**WHAT YOU HAVE TO DO**
Return the listing below in full, with every line exactly as it is.

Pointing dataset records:
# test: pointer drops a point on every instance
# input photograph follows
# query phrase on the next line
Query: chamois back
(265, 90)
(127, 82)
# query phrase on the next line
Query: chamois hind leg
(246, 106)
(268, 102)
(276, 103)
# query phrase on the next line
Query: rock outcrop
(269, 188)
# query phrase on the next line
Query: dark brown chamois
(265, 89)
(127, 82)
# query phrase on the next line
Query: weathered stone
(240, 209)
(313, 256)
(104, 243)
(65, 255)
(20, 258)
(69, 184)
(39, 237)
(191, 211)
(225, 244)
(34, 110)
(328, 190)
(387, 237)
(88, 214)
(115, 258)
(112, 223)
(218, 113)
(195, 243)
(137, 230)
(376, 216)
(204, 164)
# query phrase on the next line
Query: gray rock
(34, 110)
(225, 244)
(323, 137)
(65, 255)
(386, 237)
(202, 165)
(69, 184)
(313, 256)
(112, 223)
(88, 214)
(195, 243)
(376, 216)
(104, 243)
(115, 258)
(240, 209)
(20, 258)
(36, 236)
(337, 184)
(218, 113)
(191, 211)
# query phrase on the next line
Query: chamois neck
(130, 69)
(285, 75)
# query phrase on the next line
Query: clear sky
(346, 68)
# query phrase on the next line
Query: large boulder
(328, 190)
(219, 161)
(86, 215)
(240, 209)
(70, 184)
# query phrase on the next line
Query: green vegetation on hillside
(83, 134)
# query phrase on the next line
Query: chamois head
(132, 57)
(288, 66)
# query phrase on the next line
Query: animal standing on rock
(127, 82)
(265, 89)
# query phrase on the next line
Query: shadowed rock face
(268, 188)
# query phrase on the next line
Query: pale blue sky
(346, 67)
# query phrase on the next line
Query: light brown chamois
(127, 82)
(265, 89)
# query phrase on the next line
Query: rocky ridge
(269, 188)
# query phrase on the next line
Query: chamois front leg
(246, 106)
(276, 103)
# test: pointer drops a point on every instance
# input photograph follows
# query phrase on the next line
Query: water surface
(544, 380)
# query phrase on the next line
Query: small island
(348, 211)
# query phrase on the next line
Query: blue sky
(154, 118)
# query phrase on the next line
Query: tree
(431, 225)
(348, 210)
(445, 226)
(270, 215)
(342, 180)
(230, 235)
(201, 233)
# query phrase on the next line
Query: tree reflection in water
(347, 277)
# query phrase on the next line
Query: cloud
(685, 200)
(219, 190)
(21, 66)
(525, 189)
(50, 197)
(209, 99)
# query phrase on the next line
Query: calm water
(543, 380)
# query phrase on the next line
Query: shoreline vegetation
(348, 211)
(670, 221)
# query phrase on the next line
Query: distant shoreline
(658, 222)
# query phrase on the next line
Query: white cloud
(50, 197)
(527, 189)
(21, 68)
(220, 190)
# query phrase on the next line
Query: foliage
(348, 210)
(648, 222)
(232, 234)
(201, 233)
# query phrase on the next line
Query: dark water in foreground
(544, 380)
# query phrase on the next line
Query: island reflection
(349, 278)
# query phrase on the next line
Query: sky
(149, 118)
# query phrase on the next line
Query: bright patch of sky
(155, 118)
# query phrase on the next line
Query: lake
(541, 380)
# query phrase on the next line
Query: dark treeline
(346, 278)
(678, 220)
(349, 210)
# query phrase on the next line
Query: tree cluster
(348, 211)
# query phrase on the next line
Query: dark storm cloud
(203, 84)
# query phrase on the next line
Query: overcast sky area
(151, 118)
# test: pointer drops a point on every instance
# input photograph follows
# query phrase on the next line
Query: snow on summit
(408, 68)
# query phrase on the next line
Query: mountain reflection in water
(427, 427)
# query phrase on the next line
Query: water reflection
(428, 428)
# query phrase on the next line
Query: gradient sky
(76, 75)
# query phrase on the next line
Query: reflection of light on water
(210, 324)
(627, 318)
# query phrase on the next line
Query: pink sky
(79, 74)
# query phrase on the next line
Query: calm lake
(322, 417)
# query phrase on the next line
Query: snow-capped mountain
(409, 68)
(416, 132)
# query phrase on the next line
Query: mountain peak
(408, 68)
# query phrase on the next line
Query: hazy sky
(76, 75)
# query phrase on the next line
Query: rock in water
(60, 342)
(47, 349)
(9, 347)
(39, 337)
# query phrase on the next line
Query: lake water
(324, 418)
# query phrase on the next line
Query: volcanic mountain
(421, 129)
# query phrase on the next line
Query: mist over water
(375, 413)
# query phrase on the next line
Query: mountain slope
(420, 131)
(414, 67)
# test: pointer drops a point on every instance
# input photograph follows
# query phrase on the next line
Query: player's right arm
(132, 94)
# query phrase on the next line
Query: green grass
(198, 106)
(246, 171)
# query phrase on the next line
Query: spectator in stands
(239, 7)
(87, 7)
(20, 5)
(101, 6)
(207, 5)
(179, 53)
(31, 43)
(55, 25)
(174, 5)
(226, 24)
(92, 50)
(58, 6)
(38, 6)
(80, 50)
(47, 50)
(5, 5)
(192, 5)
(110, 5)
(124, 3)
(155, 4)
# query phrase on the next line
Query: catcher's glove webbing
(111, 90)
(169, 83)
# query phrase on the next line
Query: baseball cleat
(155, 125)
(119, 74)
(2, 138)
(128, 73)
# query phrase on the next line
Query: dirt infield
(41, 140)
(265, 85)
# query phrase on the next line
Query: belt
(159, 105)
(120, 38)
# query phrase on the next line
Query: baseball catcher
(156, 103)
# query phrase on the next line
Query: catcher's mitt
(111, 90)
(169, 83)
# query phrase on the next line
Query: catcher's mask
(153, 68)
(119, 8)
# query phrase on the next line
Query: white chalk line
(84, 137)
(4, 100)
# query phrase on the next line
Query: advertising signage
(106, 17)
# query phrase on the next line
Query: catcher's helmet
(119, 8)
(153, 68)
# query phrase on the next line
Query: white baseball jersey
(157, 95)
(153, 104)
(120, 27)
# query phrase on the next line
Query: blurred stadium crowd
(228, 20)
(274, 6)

**IN RESPONSE**
# test: pointer drops a point on every instance
# input photograph follows
# query phrase on the next line
Query: chamois back
(265, 90)
(127, 82)
# query phrase on the next line
Query: chamois hind leg
(246, 106)
(268, 102)
(276, 103)
# query phrase on the next line
Query: rock outcrop
(269, 188)
# query phrase on the next line
Query: dark brown chamois
(265, 89)
(127, 82)
# query phrase on the next line
Query: weathered stone
(240, 209)
(313, 256)
(104, 243)
(65, 255)
(20, 258)
(69, 184)
(39, 237)
(191, 211)
(225, 244)
(34, 110)
(328, 190)
(387, 237)
(88, 214)
(115, 258)
(112, 223)
(218, 113)
(195, 243)
(137, 230)
(376, 216)
(204, 164)
# query phrase on the next line
Query: gray rock
(34, 110)
(225, 244)
(323, 137)
(65, 255)
(386, 237)
(202, 165)
(69, 184)
(313, 256)
(112, 223)
(88, 214)
(195, 243)
(376, 216)
(104, 243)
(115, 258)
(240, 209)
(20, 258)
(36, 236)
(337, 184)
(218, 113)
(191, 211)
# query phrase on the next line
Query: chamois neck
(130, 69)
(285, 75)
# query phrase on the next line
Query: clear sky
(346, 68)
# query phrase on the next line
Query: large boulder
(328, 190)
(219, 161)
(86, 215)
(240, 209)
(70, 184)
# query phrase on the next line
Query: green vegetation on hillside
(83, 134)
# query phrase on the next line
Query: chamois head
(132, 57)
(288, 66)
# query phrase on the next line
Query: animal standing on rock
(127, 82)
(265, 89)
# query phrase on the next line
Query: shadowed rock face
(268, 188)
# query phrase on the next line
Query: pale blue sky
(346, 67)
# query phrase on the next line
Query: light brown chamois
(127, 82)
(265, 89)
# query phrase on the next line
Query: rocky ridge
(269, 188)
# query phrase on the next line
Query: chamois front leg
(246, 106)
(276, 103)
# test: pointer drops a point on every instance
# input photograph follows
# query phrase on the next line
Query: water surface
(544, 380)
# query phrase on the next line
Query: small island
(348, 211)
# query phrase on the next line
Query: blue sky
(154, 118)
# query phrase on the next line
Query: tree
(431, 225)
(348, 210)
(445, 226)
(270, 215)
(342, 180)
(230, 235)
(201, 233)
# query phrase on the next line
Query: tree reflection in water
(347, 277)
# query phrase on the next line
Query: cloud
(685, 200)
(219, 190)
(21, 66)
(525, 189)
(50, 197)
(209, 99)
# query phrase on the next line
Query: calm water
(543, 380)
# query phrase on the next line
Query: shoreline vegetation
(348, 211)
(670, 221)
# query phrase on the next line
Query: distant shoreline
(658, 222)
# query phrase on the next line
Query: white cloud
(50, 197)
(527, 189)
(21, 68)
(220, 190)
# query phrase on the next line
Query: foliage
(348, 210)
(648, 222)
(232, 234)
(201, 233)
# query phrase on the next line
Query: dark water in foreground
(544, 380)
# query phrase on the next line
Query: island reflection
(349, 278)
# query phrase on the next line
Query: sky
(149, 118)
# query phrase on the next line
Query: bright patch of sky
(155, 118)
# query phrase on the next line
Query: lake
(541, 380)
# query phrase on the next line
Query: dark treeline
(346, 278)
(678, 220)
(349, 210)
# query phrase on the next line
Query: tree cluster
(348, 211)
# query phrase on the next line
Query: dark storm cloud
(203, 84)
# query phrase on the next line
Query: overcast sky area
(151, 118)
# test: pointer drops a point on every instance
# input photograph follows
# query phrase on the next line
Query: snow on summit
(408, 68)
# query phrase on the next line
Query: mountain reflection in water
(427, 427)
# query phrase on the next line
Query: water reflection
(428, 428)
# query phrase on the next line
Query: gradient sky
(76, 75)
# query phrase on the next line
Query: reflection of light on water
(210, 324)
(627, 318)
# query phrase on the next line
Query: pink sky
(79, 74)
# query phrase on the next line
Query: calm lake
(322, 417)
# query phrase on the next line
Query: snow-capped mountain
(409, 68)
(416, 132)
# query phrase on the next line
Query: mountain peak
(408, 68)
# query phrase on the next line
Query: hazy sky
(76, 75)
# query phrase on the next line
Query: rock in water
(60, 342)
(47, 349)
(9, 347)
(39, 337)
# query phrase on the next line
Query: lake water
(324, 418)
# query phrase on the next line
Query: volcanic mountain
(421, 129)
# query phrase on the next line
Query: mist over water
(375, 413)
# query phrase on the next line
Query: mountain slope
(420, 131)
(414, 67)
# test: pointer drops a point on every instance
# input photograph follows
# query phrase on the next line
Query: player's right arm
(132, 94)
# query phrase on the next line
Query: green grass
(198, 106)
(246, 171)
# query phrase on the next line
Query: spectator in stands
(239, 7)
(87, 7)
(20, 5)
(101, 6)
(207, 5)
(179, 53)
(31, 43)
(55, 25)
(174, 5)
(226, 24)
(92, 50)
(58, 6)
(38, 6)
(80, 50)
(47, 50)
(5, 5)
(192, 5)
(110, 5)
(124, 3)
(155, 4)
# query phrase on the next line
Query: catcher's glove webbing
(111, 90)
(169, 83)
# query phrase on the next line
Query: baseball cleat
(155, 125)
(119, 74)
(2, 138)
(128, 73)
# query phrase on the next line
Query: dirt infield
(41, 140)
(265, 85)
# query phrase on the next line
Query: belt
(159, 105)
(120, 38)
# query phrase on the next line
Query: baseball catcher
(156, 103)
# query phrase on the next line
Query: catcher's mitt
(111, 90)
(169, 83)
# query phrase on the next line
Query: catcher's mask
(153, 68)
(119, 8)
# query phrase on the next line
Query: white chalk line
(84, 137)
(4, 100)
# query phrase on the next line
Query: advertising signage
(106, 17)
# query phrase on the next line
Query: catcher's helmet
(119, 8)
(153, 68)
# query phrase on the next line
Query: white baseball jersey
(157, 95)
(153, 104)
(120, 27)
# query phrase on the next line
Query: blurred stadium crowd
(228, 20)
(274, 6)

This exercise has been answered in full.